• **OBJECTIVE**
Collect every line of the entries below that contains the word "sunglasses", and copy each such line in full.

• **ENTRIES**
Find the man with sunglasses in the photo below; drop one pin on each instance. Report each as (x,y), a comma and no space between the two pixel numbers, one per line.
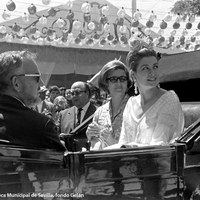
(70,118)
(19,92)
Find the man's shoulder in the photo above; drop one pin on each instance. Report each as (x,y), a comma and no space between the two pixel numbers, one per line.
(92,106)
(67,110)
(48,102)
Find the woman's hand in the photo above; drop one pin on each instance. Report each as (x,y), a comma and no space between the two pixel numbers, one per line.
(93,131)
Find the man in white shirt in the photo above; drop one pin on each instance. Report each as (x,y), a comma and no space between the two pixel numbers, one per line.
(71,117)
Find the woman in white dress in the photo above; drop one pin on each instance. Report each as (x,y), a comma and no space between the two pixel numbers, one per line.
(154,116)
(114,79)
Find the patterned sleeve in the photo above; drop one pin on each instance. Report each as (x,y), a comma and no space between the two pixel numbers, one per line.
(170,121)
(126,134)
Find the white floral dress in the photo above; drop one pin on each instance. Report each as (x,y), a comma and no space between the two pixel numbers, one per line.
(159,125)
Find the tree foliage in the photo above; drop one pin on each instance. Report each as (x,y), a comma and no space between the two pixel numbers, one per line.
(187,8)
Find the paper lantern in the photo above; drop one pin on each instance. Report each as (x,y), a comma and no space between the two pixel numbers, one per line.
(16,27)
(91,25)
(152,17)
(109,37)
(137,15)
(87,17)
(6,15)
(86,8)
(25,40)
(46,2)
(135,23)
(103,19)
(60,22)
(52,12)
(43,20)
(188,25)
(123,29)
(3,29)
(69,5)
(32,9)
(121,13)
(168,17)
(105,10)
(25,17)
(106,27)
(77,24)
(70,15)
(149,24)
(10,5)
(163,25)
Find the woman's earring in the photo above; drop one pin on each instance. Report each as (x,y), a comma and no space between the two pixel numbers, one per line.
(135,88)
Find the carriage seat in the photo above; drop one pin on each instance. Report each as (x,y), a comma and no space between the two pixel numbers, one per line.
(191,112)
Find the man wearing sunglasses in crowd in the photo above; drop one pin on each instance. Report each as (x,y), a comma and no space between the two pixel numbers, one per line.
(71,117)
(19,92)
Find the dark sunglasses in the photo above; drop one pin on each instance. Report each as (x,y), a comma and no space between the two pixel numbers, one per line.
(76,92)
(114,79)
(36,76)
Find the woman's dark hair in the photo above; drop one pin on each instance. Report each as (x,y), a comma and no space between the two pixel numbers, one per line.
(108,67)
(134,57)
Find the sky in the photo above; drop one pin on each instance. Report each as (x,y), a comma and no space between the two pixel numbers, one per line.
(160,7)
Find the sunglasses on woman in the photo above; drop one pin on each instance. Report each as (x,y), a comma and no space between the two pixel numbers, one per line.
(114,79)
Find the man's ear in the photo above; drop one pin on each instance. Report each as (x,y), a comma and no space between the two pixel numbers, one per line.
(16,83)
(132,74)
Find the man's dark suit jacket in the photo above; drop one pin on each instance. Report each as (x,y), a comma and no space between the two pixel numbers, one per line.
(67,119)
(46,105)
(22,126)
--
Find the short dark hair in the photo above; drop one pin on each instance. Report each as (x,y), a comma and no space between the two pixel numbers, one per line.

• **ANSWER BELOW**
Find the man with sunglasses in the photo below; drop one pin on each instance. Report each as (x,y), a comma and no space between the two pixel numbers, one per line.
Find the man wearing sunglasses in crowd in the photo above; drop one pin on each instance. Report each as (x,y), a comma and no space between the two pixel numbers, one per line.
Find the dark sunglasses in the photo above; drop one pin on each instance. Report each as (x,y), a comma and no space between the two pixel numbers, one per line.
Find the sunglasses on woman in the photo above; drop one pin on each instance. Report each as (x,y), a comma and no space between the two pixel numbers, one per line.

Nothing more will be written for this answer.